Provided passage:
:::::

# Unusual P0299



## AngryGiraffe (Sep 21, 2014)

So yesterday while getting on the throttle my CEL came on. Had a mechanic scan it and it was P0299: turbo/super charger boost sensor (A) circuit: Control limit not reached. Searched the forum and mostly what I found was people having problems with their diaphragm DV going bad. I already updated my DV to a piston style before I had my tune done. I decided to put the car up and check the bolts on the DV to see if maybe they were loose and causing a leak. I noticed two of the bolts were less than a 1/4 turn loose. Cleared the CEL and went for a drive. It seemed like it might have had a little more lag than normal, but that could have just been in my head. Other than that the car drove/sounded fine and the light is still out(for now) has anyone else had this problem or had a Pierburg piston DV go bad on them? Could there be a leak in a hose?


----------



## body electric (Aug 27, 2002)

Very common problem, that code showed up on my 06' GLI and I had to remove the DV and replace it with an aftermarket one from ecs tuning.










Sent from my iPhone using Tapatalk


----------



## 2006_A3_2.0T (Jan 11, 2013)

body electric said:


> Very common problem, that code showed up on my 06' GLI and I had to remove the DV and replace it with an aftermarket one from ecs tuning.
> Sent from my iPhone using Tapatalk


I think he already has the piston type DV. on the left


----------



## vwlippy (Jul 17, 2001)

I've had the new style DV valve in since I got GIAC tune about 50k miles ago. 
No problems since.


----------



## AngryGiraffe (Sep 21, 2014)

Already replaced the DV with the piston style one. It's in the post. That's why I can't figure out why the CEL came on with this code. It's been out for two days now but I have only put 20 miles on it. Tomorrow I plan on going up to the mountains and doing some real driving to see if it will come back on. I wish I had a boost gauge to see if there is any pressure loss.


----------



## Audi_Mechanic (Mar 24, 2012)

Check the waste gate actuator rod where it meets the waste gate pivot. If it wiggles then it's time for a turbo.


----------



## AngryGiraffe (Sep 21, 2014)

Audi_Mechanic said:


> Check the waste gate actuator rod where it meets the waste gate pivot. If it wiggles then it's time for a turbo.


Oh **** I hope not! It's only got 48,000 miles on it. I don't want to have to buy a new turbo. That will kill my mod budget for years.


----------



## louiekaps (Aug 12, 2013)

If it is bad get a k04


----------



## TBomb (Sep 23, 2009)

AngryGiraffe said:


> Oh **** I hope not! It's only got 48,000 miles on it. I don't want to have to buy a new turbo. That will kill my mod budget for years.


The TSI engine is popular enough you could probably find a used K03 turbo for cheap somewhere, either someone who upgraded or a salvage yard. Or yeah, just do what Louie said 



louiekaps said:


> If it is bad get a k04


----------



## AngryGiraffe (Sep 21, 2014)

:::::

Information shown:

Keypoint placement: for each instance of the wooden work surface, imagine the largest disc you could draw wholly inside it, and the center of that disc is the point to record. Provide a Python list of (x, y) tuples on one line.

:::::

Given task A:
Answer these questions from the P0299 thread:
(i) What code did the mechanic's scan show?
(ii) How many miles does AngryGiraffe's car have?
(iii) What part does Audi_Mechanic say to check?
Given task B: Translate this sentence from the P0299 thread into Spanish: "I already updated my DV to a piston style before I had my tune done."
Given task C: In the P0299 thread, why does TBomb think a used K03 turbo could be found cheaply?
The listing comes from a separate source.

Written reply A:
(i) P0299: turbo/super charger boost sensor (A) circuit: Control limit not reached.
(ii) 48,000 miles.
(iii) The waste gate actuator rod where it meets the waste gate pivot.

Written reply B: Ya había cambiado mi DV por una de tipo pistón antes de hacer la reprogramación.

Written reply C: TBomb says the TSI engine is popular enough that a used K03 could likely be found cheaply. Sources would be someone who upgraded or a salvage yard.